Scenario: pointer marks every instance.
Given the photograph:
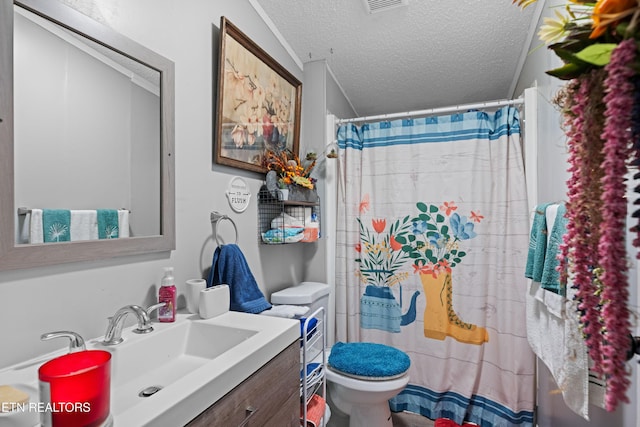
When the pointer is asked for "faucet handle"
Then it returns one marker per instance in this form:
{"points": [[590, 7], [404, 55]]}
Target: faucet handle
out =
{"points": [[155, 307], [76, 343]]}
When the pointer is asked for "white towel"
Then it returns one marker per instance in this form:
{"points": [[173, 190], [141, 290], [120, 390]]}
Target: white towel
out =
{"points": [[36, 233], [123, 223], [83, 225], [554, 335], [288, 311]]}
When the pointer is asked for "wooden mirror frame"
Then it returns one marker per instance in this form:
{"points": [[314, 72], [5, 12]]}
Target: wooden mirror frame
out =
{"points": [[15, 256]]}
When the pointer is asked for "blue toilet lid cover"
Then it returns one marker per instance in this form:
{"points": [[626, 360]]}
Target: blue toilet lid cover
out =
{"points": [[368, 359]]}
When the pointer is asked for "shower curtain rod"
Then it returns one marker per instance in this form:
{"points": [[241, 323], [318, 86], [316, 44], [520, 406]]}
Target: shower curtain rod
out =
{"points": [[432, 111]]}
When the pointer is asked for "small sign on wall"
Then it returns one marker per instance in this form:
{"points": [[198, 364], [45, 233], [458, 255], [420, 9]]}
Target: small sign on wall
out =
{"points": [[238, 194]]}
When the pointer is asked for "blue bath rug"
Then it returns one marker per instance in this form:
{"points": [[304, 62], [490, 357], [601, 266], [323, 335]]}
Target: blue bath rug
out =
{"points": [[368, 359]]}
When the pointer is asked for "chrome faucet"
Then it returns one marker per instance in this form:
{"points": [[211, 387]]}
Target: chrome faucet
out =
{"points": [[76, 343], [113, 335]]}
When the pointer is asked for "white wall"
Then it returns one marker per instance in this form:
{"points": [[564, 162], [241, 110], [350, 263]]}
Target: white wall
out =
{"points": [[552, 176], [81, 296]]}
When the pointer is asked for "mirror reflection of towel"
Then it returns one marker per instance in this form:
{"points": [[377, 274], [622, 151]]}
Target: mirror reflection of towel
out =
{"points": [[230, 267]]}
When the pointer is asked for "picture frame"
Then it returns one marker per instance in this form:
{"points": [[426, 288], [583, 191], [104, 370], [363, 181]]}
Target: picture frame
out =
{"points": [[258, 106]]}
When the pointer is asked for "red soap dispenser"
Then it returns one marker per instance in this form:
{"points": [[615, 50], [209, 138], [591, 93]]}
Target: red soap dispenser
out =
{"points": [[167, 295]]}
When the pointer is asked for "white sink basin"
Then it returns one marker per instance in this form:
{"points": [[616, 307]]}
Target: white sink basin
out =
{"points": [[182, 367]]}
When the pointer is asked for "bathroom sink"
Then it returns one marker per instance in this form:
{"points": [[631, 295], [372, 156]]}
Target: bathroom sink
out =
{"points": [[169, 376], [145, 364]]}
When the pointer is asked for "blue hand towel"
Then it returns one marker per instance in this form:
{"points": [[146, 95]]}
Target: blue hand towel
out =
{"points": [[550, 276], [368, 359], [56, 224], [230, 267], [537, 244], [107, 223]]}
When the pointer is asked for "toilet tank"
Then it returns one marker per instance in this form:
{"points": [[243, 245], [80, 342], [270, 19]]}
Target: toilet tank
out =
{"points": [[311, 294]]}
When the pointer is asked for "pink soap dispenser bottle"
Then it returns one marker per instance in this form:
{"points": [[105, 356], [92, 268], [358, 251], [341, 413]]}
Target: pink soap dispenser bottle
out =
{"points": [[167, 295]]}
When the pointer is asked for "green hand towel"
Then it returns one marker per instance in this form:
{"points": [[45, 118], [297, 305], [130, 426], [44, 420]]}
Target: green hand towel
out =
{"points": [[56, 224], [537, 244], [550, 276], [107, 224]]}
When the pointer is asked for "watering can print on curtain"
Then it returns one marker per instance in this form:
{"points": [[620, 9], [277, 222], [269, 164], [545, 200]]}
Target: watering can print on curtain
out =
{"points": [[380, 258], [430, 242]]}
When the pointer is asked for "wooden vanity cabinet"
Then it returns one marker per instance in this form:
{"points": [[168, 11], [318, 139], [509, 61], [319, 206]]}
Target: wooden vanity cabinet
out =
{"points": [[268, 398]]}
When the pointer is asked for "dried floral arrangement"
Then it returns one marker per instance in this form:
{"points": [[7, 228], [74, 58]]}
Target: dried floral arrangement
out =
{"points": [[600, 104]]}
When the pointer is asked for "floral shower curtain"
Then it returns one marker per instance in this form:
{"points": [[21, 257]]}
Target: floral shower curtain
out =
{"points": [[431, 250]]}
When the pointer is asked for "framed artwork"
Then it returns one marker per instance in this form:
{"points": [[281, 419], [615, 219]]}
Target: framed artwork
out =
{"points": [[258, 103]]}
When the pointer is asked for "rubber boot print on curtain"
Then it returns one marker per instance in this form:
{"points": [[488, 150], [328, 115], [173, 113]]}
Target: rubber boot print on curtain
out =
{"points": [[430, 242]]}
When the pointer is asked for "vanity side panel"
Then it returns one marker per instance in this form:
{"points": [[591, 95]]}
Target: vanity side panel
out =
{"points": [[272, 391]]}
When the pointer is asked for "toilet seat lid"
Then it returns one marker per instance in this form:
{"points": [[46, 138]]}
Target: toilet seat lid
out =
{"points": [[364, 360]]}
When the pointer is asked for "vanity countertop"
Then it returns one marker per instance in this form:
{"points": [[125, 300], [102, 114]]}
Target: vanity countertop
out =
{"points": [[194, 361]]}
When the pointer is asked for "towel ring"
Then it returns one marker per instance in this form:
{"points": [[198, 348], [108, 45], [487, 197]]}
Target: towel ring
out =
{"points": [[216, 217]]}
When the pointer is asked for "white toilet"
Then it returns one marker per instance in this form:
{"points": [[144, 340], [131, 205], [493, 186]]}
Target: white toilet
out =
{"points": [[363, 400]]}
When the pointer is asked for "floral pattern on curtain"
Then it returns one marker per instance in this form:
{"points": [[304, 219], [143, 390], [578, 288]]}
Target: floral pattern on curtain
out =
{"points": [[431, 250]]}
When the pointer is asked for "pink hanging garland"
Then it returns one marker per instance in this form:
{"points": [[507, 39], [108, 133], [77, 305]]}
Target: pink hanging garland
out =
{"points": [[579, 249], [611, 250]]}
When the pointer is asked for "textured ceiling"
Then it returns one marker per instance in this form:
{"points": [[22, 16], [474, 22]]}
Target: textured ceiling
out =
{"points": [[430, 53]]}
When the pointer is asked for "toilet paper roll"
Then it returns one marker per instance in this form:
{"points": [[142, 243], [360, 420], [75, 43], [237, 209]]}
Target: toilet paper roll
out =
{"points": [[192, 293]]}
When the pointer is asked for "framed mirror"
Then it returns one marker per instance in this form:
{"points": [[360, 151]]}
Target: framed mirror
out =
{"points": [[86, 125]]}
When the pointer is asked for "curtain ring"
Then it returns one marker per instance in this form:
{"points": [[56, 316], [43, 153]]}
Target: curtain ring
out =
{"points": [[216, 217]]}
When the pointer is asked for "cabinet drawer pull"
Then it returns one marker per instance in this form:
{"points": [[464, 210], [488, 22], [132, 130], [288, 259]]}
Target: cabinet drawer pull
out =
{"points": [[249, 413]]}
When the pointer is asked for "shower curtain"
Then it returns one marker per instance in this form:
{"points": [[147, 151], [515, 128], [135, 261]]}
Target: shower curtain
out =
{"points": [[432, 236]]}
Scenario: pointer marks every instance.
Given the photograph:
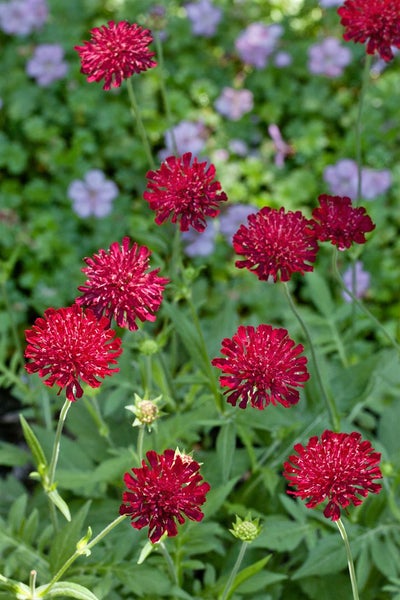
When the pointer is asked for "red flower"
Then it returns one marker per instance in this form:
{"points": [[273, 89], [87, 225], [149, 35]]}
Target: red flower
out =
{"points": [[376, 22], [336, 220], [186, 190], [163, 492], [67, 345], [118, 285], [115, 52], [276, 243], [262, 367], [339, 468]]}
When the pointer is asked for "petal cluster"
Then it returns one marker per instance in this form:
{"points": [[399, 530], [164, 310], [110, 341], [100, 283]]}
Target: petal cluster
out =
{"points": [[337, 221], [339, 467], [185, 190], [163, 492], [118, 284], [376, 22], [115, 52], [68, 345], [262, 367], [276, 244]]}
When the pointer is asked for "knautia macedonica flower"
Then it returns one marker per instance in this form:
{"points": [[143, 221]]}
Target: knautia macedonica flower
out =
{"points": [[262, 367], [163, 492], [68, 345], [118, 284], [185, 190], [339, 467], [115, 52], [337, 221], [276, 244], [376, 22]]}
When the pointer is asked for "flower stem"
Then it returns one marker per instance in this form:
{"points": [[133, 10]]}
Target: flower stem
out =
{"points": [[349, 559], [142, 131], [234, 572], [330, 403]]}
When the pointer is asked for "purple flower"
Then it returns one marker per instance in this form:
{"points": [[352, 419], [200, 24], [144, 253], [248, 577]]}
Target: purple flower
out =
{"points": [[21, 17], [342, 180], [362, 281], [204, 17], [47, 64], [234, 216], [328, 58], [93, 195], [233, 104], [257, 42]]}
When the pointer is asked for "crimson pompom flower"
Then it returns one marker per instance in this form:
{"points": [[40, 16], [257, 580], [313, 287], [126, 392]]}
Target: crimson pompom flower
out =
{"points": [[376, 22], [184, 189], [276, 243], [115, 52], [118, 285], [163, 492], [69, 344], [262, 366], [339, 468], [337, 221]]}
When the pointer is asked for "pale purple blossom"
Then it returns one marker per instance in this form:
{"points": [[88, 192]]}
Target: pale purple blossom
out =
{"points": [[47, 64], [233, 104], [204, 17], [361, 282], [21, 17], [93, 195], [328, 58], [342, 180], [257, 42]]}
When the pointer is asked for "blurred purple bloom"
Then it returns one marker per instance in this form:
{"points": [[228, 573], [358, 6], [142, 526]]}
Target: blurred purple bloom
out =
{"points": [[233, 104], [362, 281], [342, 180], [204, 17], [257, 42], [21, 17], [93, 195], [328, 58], [234, 216], [282, 149], [47, 64]]}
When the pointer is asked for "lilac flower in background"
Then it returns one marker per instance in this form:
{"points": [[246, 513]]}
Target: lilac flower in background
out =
{"points": [[234, 216], [362, 281], [21, 17], [257, 42], [200, 243], [204, 17], [282, 148], [328, 58], [47, 64], [342, 180], [93, 195], [233, 104]]}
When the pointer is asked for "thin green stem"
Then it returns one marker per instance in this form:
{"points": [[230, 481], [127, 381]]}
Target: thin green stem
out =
{"points": [[234, 572], [330, 403], [141, 128], [349, 559]]}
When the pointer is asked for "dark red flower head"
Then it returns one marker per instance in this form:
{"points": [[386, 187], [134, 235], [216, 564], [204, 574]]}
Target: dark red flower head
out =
{"points": [[68, 345], [185, 189], [118, 286], [340, 468], [276, 244], [337, 221], [115, 52], [376, 22], [166, 490], [262, 366]]}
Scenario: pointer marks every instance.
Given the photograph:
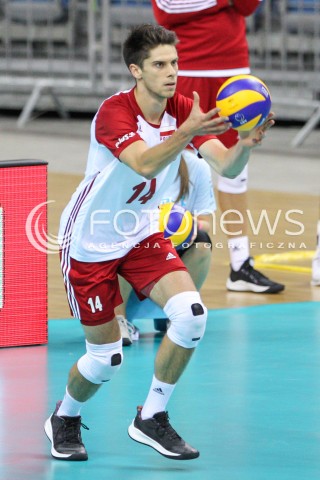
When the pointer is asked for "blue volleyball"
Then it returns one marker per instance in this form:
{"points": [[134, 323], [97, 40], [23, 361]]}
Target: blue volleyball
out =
{"points": [[246, 100], [176, 223]]}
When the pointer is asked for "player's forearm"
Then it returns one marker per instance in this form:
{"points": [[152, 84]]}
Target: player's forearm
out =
{"points": [[226, 162], [155, 159]]}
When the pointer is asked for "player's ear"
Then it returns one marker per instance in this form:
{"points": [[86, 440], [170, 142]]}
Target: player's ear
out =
{"points": [[135, 71]]}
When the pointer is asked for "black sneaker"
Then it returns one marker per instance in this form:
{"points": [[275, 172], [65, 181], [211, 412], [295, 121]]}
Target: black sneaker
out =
{"points": [[65, 436], [247, 279], [156, 432]]}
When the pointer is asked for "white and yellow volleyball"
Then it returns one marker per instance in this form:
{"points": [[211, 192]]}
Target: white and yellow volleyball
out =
{"points": [[246, 100], [176, 223]]}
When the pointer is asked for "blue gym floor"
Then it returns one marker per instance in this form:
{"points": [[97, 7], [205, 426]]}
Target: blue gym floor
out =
{"points": [[249, 401]]}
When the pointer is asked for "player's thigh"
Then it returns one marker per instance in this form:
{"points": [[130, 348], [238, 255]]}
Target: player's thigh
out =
{"points": [[102, 334], [171, 284]]}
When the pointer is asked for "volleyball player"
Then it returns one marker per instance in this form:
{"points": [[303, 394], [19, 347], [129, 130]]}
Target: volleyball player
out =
{"points": [[137, 137]]}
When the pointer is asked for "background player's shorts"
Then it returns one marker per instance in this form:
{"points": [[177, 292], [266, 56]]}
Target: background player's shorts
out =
{"points": [[93, 288]]}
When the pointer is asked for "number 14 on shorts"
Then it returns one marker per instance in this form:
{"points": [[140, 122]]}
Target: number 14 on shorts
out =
{"points": [[95, 304]]}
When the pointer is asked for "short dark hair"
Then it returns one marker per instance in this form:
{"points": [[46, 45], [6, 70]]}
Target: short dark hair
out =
{"points": [[144, 38]]}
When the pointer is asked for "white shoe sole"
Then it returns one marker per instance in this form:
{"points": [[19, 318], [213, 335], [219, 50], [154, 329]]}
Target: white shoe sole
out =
{"points": [[242, 286], [140, 437]]}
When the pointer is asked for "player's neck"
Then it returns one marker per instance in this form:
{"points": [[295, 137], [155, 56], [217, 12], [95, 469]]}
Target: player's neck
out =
{"points": [[151, 106]]}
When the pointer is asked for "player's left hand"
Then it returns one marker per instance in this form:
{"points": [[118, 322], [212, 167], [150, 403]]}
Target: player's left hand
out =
{"points": [[254, 137]]}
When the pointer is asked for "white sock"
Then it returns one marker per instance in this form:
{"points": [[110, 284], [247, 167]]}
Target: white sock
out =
{"points": [[157, 399], [239, 251], [69, 406], [318, 239]]}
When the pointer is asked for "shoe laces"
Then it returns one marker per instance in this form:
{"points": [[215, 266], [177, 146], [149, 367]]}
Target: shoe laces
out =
{"points": [[131, 328], [71, 427], [252, 272], [164, 426]]}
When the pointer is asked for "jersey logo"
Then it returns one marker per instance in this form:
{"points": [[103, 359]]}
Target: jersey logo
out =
{"points": [[165, 135], [124, 138]]}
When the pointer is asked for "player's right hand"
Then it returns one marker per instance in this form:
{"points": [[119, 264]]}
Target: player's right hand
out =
{"points": [[200, 123]]}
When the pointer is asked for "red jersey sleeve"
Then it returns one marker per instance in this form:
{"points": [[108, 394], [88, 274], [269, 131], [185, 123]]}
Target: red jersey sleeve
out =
{"points": [[170, 13], [246, 7], [116, 124]]}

============================================================

**TASK DIRECTIONS**
Gather every line from the entries above where the word "left" appears, and copy them.

**WRITTEN SOLUTION**
When the pointer is asked for "player's left hand"
Target: player's left hand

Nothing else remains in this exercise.